▶ _Goal_
Write out the listing below word for word, omitting any images.

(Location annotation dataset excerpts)
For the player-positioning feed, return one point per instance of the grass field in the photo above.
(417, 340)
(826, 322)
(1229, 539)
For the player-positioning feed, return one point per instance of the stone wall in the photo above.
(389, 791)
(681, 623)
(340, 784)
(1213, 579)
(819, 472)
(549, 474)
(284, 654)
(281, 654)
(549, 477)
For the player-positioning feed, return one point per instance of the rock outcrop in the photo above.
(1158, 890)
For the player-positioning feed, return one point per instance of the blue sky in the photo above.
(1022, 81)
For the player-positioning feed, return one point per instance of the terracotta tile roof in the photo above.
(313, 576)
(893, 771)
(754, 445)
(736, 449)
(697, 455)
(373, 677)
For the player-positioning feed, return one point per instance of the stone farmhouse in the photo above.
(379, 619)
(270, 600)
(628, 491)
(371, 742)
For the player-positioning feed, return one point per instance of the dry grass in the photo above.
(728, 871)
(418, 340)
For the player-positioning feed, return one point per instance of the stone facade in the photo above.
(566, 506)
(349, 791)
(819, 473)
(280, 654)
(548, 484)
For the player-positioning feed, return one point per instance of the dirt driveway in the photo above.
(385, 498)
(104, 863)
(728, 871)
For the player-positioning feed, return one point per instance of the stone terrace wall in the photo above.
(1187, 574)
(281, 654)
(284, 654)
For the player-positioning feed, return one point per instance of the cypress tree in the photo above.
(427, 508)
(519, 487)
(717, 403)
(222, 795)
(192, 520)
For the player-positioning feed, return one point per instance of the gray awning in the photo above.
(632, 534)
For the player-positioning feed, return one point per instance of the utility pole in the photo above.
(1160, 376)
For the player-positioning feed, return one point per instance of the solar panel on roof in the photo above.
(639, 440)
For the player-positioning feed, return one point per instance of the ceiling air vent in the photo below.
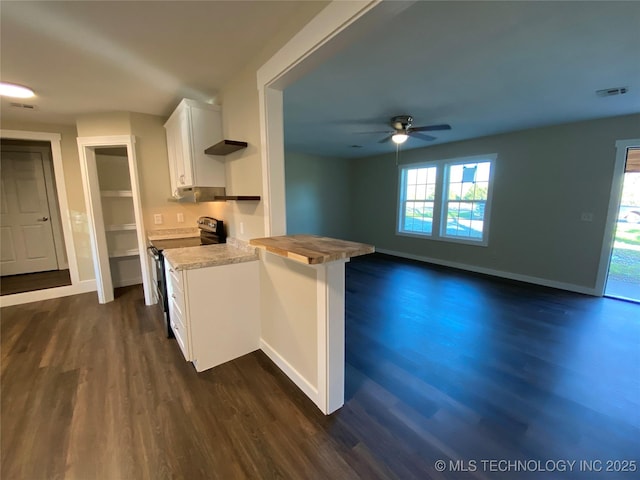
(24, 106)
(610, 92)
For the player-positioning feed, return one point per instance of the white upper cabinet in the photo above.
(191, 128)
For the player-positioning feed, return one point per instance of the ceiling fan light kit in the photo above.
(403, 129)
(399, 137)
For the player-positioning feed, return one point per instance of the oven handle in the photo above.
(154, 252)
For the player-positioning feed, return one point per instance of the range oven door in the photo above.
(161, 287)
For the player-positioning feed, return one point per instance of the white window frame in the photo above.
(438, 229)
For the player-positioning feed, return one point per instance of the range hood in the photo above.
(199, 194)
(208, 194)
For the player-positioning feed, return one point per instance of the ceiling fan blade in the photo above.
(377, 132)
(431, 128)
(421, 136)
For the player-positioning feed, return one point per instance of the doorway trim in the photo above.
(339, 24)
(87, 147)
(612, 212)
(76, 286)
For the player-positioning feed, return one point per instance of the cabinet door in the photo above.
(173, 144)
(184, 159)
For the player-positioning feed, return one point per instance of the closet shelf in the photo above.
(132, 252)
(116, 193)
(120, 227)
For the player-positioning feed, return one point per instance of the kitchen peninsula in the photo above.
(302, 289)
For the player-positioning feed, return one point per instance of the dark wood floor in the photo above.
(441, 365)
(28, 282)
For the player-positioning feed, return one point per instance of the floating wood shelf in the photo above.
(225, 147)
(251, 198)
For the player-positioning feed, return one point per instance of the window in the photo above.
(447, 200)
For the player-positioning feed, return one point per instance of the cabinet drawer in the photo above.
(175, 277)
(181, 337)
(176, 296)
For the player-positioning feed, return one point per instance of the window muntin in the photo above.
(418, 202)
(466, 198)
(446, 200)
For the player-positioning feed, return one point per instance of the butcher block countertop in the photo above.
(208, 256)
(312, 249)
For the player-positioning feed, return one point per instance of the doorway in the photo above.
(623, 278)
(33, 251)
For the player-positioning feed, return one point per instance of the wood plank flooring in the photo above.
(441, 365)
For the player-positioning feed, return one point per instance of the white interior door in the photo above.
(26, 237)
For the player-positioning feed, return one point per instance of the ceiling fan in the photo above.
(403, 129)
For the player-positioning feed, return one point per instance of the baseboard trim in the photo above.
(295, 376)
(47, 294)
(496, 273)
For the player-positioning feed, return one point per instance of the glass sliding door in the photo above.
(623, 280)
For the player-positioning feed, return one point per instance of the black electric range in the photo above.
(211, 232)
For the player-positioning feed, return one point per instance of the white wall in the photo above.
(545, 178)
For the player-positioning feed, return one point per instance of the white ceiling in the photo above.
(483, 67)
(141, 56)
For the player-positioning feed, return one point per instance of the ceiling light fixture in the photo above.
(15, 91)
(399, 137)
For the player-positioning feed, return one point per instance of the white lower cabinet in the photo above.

▶ _Output for this task_
For the player-positioning feed, return one point per instance of the grass field in the photo above.
(417, 340)
(826, 322)
(1229, 539)
For the player-positioning feed, return one point per instance of the stone wall in the photo above.
(389, 791)
(681, 623)
(340, 784)
(1213, 579)
(819, 472)
(549, 474)
(284, 654)
(281, 654)
(549, 477)
For the player-positioning feed, return one point per instance of the rock outcrop in the photo above.
(1158, 890)
For the player-positioning feed, return one point per instance of the blue sky in the photo above.
(1022, 81)
For the player-positioning feed, return one point per instance of the terracotta tile roof in the photo above.
(313, 576)
(893, 771)
(754, 445)
(736, 449)
(697, 455)
(373, 677)
For the player-positioning feed, return one point per instance of the stone farmhouse in the photo above.
(379, 619)
(270, 600)
(628, 491)
(371, 742)
For the player-positioning feed, return one point per instance of the dry grass in the photo above.
(728, 871)
(418, 340)
For the player-positioning feed, return one point per instance of the stone facade in the photo above.
(566, 506)
(349, 791)
(819, 473)
(280, 654)
(548, 484)
For the player-positioning feed, return one point per instance of the dirt driveway in the photo above.
(385, 498)
(104, 863)
(728, 871)
For the player-positioning feed, return one point per instance of the stone terrace wall in the photo above.
(1187, 574)
(281, 654)
(284, 654)
For the player-positioning feed, return one point per instance of the cypress tree in the photo above.
(427, 508)
(519, 487)
(717, 403)
(222, 795)
(192, 520)
For the player-positioning feed, return one point per instance of the gray awning in the photo above.
(632, 534)
For the player-positioning feed, return one point per instance of the utility pole in the photo above.
(1160, 376)
For the player-positioning feed, return one point per instance of the solar panel on roof in the photo above.
(639, 440)
For the player-positioning feed, return one point per instance of the ceiling air vent in the photo below.
(24, 106)
(610, 92)
For the player-positioning feed, return one point per instance of the white upper cabinet in the photo above.
(191, 128)
For the player-positioning feed, return one point per instance of the ceiling fan light kit in the photo above.
(403, 129)
(399, 137)
For the player-positioning feed, return one point per instance of the oven handle in the photo above.
(154, 252)
For the player-positioning feed, return one point per instance of the range oven door in the photo above.
(161, 287)
For the player-positioning feed, return one point per instance of the white window frame in the photo above.
(438, 229)
For the player-positioning feed, return one point per instance of the range hood in the photo above.
(199, 194)
(208, 194)
For the player-positioning feed, return one point per instance of the ceiling fan blade in the photo above.
(377, 132)
(431, 128)
(421, 136)
For the player-positioning feed, return one point per instance of the doorway trim in the photo above.
(339, 24)
(87, 147)
(612, 212)
(76, 286)
For the player-positioning feed, return one point per instance of the cabinet door in the photo above.
(173, 144)
(184, 159)
For the player-positioning feed, return one point per instance of the closet shelf in the photo above.
(132, 252)
(116, 193)
(120, 227)
For the player-positioning feed, return one point per instance of the kitchen peninsula in the photo above.
(302, 289)
For the player-positioning feed, return one point per instance of the dark wood floor in the photo above.
(441, 365)
(28, 282)
For the player-positioning feed, return one point per instance of the floating wood shelf in the photo above.
(225, 147)
(251, 198)
For the player-positioning feed, return one point per instance of the window in the photo above.
(447, 200)
For the player-positioning feed, return one point per instance of the cabinet drawer in the photo above.
(175, 277)
(181, 337)
(176, 296)
For the player-positioning feed, return one point per instance of the window muntin in the photo above.
(418, 202)
(466, 198)
(446, 200)
For the player-positioning feed, return one point per instance of the butcher block countertop in the photo above.
(208, 256)
(312, 249)
For the player-positioning feed, return one point per instance of the doorway in the photo above.
(623, 278)
(33, 251)
For the player-positioning feed, return one point per instance of the wood plank flooring in the photo above.
(441, 365)
For the player-positioning feed, return one point per instance of the white interior door in the photo above.
(26, 237)
For the player-positioning feed, return one point per instance of the ceiling fan in the photo above.
(403, 129)
For the player-positioning feed, return one point per instance of the baseboard trim in the photo above.
(295, 376)
(47, 294)
(496, 273)
For the player-positioning feed, return one point per instance of the glass sliding door in the photo above.
(623, 280)
For the player-positioning feed, return one point per instance of the black electric range in the photo above.
(211, 232)
For the player-positioning feed, return one point per instance of the white wall in the photo above.
(545, 178)
For the player-positioning feed, return one point per instance of the white ceiling in the photo above.
(483, 67)
(141, 56)
For the player-positioning feed, return one point per instance of the ceiling light fixture in the photo above.
(15, 91)
(399, 137)
For the player-positioning feed, return one point per instance of the white lower cabinet in the photo above.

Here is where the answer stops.